▶ _THE PROBLEM_: Please restate the following records word for word.

▶ _THE DATA_:
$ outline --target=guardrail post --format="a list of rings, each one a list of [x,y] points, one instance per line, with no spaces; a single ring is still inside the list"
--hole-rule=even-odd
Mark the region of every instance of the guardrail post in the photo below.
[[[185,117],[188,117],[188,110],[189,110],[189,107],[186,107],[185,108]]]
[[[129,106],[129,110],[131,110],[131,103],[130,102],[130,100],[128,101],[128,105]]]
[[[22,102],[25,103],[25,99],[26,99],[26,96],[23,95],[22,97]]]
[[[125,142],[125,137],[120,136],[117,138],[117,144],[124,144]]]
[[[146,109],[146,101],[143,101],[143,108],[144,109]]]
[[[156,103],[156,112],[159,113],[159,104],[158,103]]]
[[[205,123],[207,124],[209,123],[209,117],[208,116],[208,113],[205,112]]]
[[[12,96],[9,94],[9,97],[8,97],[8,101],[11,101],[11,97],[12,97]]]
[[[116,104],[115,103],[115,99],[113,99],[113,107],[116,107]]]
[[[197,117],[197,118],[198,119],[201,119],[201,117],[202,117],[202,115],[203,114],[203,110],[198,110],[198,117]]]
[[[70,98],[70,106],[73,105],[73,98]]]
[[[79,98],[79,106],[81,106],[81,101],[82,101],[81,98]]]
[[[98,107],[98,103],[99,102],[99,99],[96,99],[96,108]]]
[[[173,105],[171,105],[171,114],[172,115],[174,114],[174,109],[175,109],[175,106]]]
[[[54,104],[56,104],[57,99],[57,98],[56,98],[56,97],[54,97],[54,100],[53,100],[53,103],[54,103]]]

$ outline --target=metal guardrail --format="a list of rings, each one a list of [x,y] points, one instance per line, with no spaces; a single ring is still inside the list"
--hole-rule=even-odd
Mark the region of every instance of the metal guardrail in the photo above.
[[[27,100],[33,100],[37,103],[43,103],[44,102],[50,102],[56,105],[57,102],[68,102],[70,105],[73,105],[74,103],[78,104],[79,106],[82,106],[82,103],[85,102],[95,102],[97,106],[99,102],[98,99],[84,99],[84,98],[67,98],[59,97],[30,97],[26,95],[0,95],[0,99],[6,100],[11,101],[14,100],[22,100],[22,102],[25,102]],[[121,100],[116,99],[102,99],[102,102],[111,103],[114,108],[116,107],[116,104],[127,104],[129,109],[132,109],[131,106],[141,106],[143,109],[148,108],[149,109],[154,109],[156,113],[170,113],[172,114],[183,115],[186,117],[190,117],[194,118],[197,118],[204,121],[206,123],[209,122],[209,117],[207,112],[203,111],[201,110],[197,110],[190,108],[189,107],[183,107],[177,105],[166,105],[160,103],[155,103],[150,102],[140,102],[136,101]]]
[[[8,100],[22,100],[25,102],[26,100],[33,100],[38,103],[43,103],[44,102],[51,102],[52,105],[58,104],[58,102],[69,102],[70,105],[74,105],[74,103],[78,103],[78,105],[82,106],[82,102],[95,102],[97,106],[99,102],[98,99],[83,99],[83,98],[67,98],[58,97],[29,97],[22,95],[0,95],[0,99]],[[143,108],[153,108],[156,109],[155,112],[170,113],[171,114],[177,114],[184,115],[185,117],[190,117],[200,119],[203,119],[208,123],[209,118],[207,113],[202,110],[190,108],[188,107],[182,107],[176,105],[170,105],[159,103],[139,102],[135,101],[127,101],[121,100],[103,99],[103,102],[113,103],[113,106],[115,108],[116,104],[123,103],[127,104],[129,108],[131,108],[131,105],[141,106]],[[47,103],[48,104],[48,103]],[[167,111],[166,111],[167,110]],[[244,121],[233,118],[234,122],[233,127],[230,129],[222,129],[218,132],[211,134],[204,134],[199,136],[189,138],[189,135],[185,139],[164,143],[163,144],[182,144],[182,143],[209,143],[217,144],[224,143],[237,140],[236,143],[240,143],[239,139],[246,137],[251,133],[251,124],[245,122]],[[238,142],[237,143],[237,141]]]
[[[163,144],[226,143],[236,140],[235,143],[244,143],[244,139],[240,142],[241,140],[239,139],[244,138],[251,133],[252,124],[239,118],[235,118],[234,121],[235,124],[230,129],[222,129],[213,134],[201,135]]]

▶ _ANSWER IN FULL_:
$ outline --target=guardrail post --format="a list of rings, each one a list of [x,y] points, one instance per line, with no spaces; a single ring is still inside the list"
--hole-rule=even-odd
Mark the region of every instance of the guardrail post in the photo below.
[[[185,117],[188,117],[188,110],[189,110],[189,107],[186,107],[185,108]]]
[[[129,106],[129,110],[131,110],[131,103],[130,102],[130,100],[128,101],[128,105]]]
[[[22,102],[25,103],[25,99],[26,99],[26,96],[23,95],[22,97]]]
[[[125,142],[125,137],[120,136],[117,138],[117,144],[124,144]]]
[[[146,109],[146,101],[143,101],[143,108],[144,109]]]
[[[156,103],[156,112],[159,113],[159,104],[158,103]]]
[[[205,123],[207,124],[209,123],[209,117],[208,116],[208,113],[205,112]]]
[[[12,96],[9,94],[9,97],[8,97],[8,101],[11,101],[11,97],[12,97]]]
[[[116,104],[115,103],[115,99],[113,99],[113,107],[116,107]]]
[[[197,117],[197,118],[198,119],[201,119],[201,117],[202,117],[202,115],[203,114],[203,110],[198,110],[198,117]]]
[[[70,98],[70,106],[73,105],[73,98]]]
[[[79,98],[79,106],[81,106],[81,101],[82,101],[81,98]]]
[[[98,107],[98,103],[99,102],[99,99],[96,99],[96,108]]]
[[[173,105],[171,105],[171,114],[172,115],[174,114],[174,109],[175,109],[175,106]]]
[[[54,104],[56,104],[57,99],[57,98],[56,98],[56,97],[54,97],[54,100],[53,100],[53,103],[54,103]]]

$ outline --target=metal guardrail --format="a list of rings, each one a list of [x,y] points, one instance per line, with no spaces; a single ring is still inside the list"
--hole-rule=even-odd
Mark the region of every instance of the metal guardrail in the photo above.
[[[27,100],[33,100],[37,103],[43,103],[44,102],[50,102],[56,105],[57,102],[68,102],[70,105],[73,105],[74,103],[78,104],[79,106],[82,106],[82,103],[85,102],[95,102],[97,106],[99,102],[98,99],[84,99],[84,98],[67,98],[59,97],[30,97],[26,95],[0,95],[0,99],[6,100],[11,101],[14,100],[22,100],[22,102],[25,102]],[[121,100],[116,99],[102,99],[102,102],[111,103],[114,108],[116,107],[116,104],[127,104],[129,109],[132,109],[131,106],[141,106],[143,109],[148,108],[149,109],[154,109],[156,113],[170,113],[172,114],[183,115],[186,117],[190,117],[194,118],[197,118],[204,121],[206,123],[209,122],[209,117],[207,112],[203,111],[201,110],[197,110],[190,108],[189,107],[183,107],[177,105],[166,105],[160,103],[155,103],[150,102],[140,102],[136,101]]]
[[[8,100],[22,100],[25,102],[26,100],[33,100],[38,103],[43,103],[44,102],[51,102],[52,105],[58,104],[58,102],[69,102],[70,105],[74,105],[74,103],[78,103],[78,105],[82,106],[82,102],[95,102],[97,106],[99,102],[98,99],[83,99],[83,98],[67,98],[58,97],[29,97],[22,95],[0,95],[0,99]],[[143,108],[153,108],[156,109],[155,112],[170,113],[171,114],[177,114],[184,115],[185,117],[190,117],[200,119],[203,119],[208,123],[209,118],[207,113],[202,110],[190,108],[188,107],[182,107],[176,105],[170,105],[159,103],[139,102],[135,101],[127,101],[121,100],[103,99],[103,102],[113,103],[113,106],[115,108],[116,104],[123,103],[127,104],[129,108],[131,108],[131,105],[141,106]],[[47,103],[48,104],[48,103]],[[167,111],[166,111],[167,110]],[[244,121],[233,118],[234,122],[233,127],[230,129],[222,129],[218,132],[211,134],[204,134],[199,136],[189,138],[189,135],[185,139],[164,143],[163,144],[182,144],[182,143],[209,143],[217,144],[224,143],[237,140],[236,143],[240,143],[239,139],[246,137],[251,133],[251,124],[245,122]],[[238,142],[237,143],[237,141]]]
[[[163,144],[226,143],[236,140],[235,143],[244,143],[244,139],[240,142],[241,140],[239,139],[244,138],[251,133],[252,124],[239,118],[235,118],[234,121],[235,124],[230,129],[222,129],[213,134],[201,135]]]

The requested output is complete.